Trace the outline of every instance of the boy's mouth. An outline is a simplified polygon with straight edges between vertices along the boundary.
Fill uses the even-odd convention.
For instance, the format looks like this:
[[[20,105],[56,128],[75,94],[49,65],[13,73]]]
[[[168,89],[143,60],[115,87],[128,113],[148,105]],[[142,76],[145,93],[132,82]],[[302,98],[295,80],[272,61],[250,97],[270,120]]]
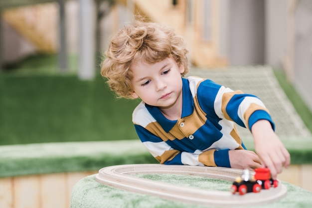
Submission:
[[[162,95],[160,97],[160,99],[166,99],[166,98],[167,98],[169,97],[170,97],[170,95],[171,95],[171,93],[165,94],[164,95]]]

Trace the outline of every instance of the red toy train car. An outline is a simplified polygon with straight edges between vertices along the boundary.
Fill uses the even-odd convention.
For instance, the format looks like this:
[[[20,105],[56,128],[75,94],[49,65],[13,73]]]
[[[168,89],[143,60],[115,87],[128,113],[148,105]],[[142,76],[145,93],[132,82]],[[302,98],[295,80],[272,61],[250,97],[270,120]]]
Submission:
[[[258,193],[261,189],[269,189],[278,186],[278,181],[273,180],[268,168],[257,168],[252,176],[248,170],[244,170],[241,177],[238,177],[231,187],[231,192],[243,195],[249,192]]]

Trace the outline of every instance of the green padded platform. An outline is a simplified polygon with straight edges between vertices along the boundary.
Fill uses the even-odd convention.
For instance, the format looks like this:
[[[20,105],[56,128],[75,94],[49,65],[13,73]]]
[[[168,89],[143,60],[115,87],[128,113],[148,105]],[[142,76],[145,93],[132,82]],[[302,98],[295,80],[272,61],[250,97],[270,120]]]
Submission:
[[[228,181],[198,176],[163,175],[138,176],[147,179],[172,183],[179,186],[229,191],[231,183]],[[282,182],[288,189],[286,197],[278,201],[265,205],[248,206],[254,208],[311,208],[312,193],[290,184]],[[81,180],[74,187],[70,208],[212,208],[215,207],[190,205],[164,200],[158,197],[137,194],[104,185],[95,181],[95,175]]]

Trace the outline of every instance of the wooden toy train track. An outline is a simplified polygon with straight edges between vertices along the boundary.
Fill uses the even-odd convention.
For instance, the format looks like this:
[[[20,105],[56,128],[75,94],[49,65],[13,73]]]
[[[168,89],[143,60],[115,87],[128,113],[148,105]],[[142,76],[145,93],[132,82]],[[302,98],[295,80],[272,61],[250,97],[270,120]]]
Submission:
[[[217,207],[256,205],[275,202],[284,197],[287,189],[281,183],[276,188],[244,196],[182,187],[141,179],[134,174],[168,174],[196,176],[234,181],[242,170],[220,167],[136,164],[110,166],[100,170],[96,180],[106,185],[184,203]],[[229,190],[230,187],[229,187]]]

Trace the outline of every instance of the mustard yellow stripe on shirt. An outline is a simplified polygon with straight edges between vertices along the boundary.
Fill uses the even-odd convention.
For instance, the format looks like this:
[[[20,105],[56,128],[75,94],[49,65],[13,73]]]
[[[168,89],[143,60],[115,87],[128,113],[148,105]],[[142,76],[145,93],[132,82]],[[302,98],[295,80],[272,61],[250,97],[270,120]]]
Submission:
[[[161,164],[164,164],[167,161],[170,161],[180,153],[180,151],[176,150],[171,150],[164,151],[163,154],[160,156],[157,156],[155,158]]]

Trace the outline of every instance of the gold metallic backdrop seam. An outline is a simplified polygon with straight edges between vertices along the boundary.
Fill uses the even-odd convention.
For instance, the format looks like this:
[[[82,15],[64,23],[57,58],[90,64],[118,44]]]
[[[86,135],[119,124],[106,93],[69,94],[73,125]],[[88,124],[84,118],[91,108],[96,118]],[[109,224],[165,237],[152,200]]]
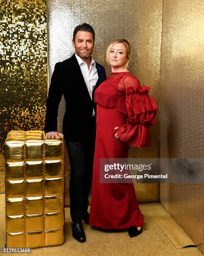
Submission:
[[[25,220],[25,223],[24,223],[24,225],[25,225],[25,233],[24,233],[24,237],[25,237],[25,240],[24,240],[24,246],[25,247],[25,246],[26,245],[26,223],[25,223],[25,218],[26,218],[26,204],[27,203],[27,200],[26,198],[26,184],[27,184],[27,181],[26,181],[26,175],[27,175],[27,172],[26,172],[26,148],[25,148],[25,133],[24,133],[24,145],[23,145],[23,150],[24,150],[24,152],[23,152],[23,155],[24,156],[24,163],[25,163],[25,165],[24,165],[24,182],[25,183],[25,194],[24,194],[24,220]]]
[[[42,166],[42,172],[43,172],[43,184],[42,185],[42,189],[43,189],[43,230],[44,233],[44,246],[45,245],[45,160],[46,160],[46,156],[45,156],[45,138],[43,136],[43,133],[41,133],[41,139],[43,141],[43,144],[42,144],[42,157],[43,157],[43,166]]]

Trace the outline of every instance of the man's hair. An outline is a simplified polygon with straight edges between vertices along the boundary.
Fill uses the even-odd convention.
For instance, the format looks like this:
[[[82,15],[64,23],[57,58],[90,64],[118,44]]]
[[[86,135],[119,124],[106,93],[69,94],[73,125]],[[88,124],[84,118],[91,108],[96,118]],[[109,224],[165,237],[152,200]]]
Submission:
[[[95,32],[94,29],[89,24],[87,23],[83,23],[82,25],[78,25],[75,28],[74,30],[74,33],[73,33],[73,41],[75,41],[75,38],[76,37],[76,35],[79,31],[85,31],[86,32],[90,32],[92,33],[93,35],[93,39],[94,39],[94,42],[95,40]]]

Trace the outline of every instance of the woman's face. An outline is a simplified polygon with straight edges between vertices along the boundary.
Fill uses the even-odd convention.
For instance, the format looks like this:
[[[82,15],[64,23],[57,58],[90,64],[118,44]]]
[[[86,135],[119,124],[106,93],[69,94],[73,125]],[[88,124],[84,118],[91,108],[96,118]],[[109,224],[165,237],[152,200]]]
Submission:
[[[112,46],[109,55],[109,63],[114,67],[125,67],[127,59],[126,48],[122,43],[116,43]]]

+++++

Exercise goal:
Count the lines of the records above that contain the string "with", treating uppercase and lowercase as different. Give only the number.

Task result:
8